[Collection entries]
---------------
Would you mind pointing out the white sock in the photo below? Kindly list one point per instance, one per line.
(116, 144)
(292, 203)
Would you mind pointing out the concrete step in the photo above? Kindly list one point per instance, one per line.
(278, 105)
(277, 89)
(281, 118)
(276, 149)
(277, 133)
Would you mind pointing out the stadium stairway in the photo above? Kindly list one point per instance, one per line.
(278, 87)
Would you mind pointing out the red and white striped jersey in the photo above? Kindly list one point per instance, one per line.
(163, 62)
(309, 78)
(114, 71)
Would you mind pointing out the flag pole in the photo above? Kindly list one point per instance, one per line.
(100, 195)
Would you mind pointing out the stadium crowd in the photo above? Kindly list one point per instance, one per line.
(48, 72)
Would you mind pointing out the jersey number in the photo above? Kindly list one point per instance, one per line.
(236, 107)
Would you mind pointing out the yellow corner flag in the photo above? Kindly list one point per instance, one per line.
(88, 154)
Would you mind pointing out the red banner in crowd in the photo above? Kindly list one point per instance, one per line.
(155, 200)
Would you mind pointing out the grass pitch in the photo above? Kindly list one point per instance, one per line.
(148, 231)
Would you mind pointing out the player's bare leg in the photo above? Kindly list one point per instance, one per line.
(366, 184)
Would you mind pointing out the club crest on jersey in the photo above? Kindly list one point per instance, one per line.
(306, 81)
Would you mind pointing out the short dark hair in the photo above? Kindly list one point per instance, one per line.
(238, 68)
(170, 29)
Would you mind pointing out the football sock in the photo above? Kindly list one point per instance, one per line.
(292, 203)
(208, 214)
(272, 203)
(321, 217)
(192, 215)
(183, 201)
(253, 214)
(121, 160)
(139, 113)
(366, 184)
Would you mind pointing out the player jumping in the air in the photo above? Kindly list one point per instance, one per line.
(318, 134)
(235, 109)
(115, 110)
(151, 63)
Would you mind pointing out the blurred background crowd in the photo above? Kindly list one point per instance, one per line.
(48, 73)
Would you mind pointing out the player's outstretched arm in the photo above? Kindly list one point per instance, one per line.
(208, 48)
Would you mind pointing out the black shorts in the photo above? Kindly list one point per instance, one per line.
---------------
• [WORK TASK] Whatever appears in the data above should be set down again exactly.

• [SOLUTION TO THIS PROBLEM]
Would you mind pointing out the white sock in the photo below? Kindly list one point per instance, one per line.
(116, 144)
(292, 203)
Would you mind pointing out the concrete step in the photo above? Kindly list one point per instance, one per line.
(278, 105)
(277, 89)
(281, 118)
(276, 149)
(277, 133)
Would you mind pointing out the stadium stairway in the photo above? Kindly list one point per instance, one per line.
(278, 87)
Would you mind pointing out the red and white striped jersey in the photo above? Kindly list one point per instance, one per line.
(163, 62)
(309, 78)
(114, 71)
Would you mind pointing out the flag pole in the photo above? Kindly list one point per instance, one per line.
(100, 195)
Would you mind pointing out the stadium crowd in the photo above? Kindly list one point per instance, one per line.
(48, 72)
Would you mind pointing out the jersey number in the photo above? Kindly list one point per instance, one per line.
(236, 107)
Would you mind pointing out the yellow corner flag in the photo above? Kindly list one point per instance, one per line.
(88, 154)
Would you mind pointing out the red banner in crowd in the photo above? Kindly list one point per instance, one per line.
(155, 200)
Would you mind pointing out the grass pitch in the photo above? Kindly list one point per instance, one per line.
(148, 231)
Would you mind pointing out the player's bare leg in the photo above? Kindly list one point per instance, one per line.
(366, 184)
Would you mind pointing out the club crest on jersey in the photo above? Kindly list one point per instance, one per line.
(306, 81)
Would you mind pointing out the short dark hair in the photo above? Kindly list one point per instance, one per line.
(238, 68)
(170, 29)
Would you mind pointing out the football sock in the photo above? Kindly list one point per instance, one per line.
(292, 203)
(208, 214)
(272, 203)
(321, 217)
(192, 215)
(183, 201)
(253, 214)
(121, 160)
(139, 113)
(366, 184)
Would you mind pointing out the player jumping in the air in the photo above? Kindly list one point per instance, one per line.
(318, 134)
(235, 109)
(115, 110)
(151, 63)
Would you mind pointing out the blurred background crowd in the photo above? Kindly list one point per instance, one per line.
(48, 73)
Would you mind pointing out the player's outstretched arm in the photo above? Kindly list one point per instance, one per line.
(208, 48)
Would you mind pointing out the black shorts in the photo above? Kindly list one point per instance, one per line.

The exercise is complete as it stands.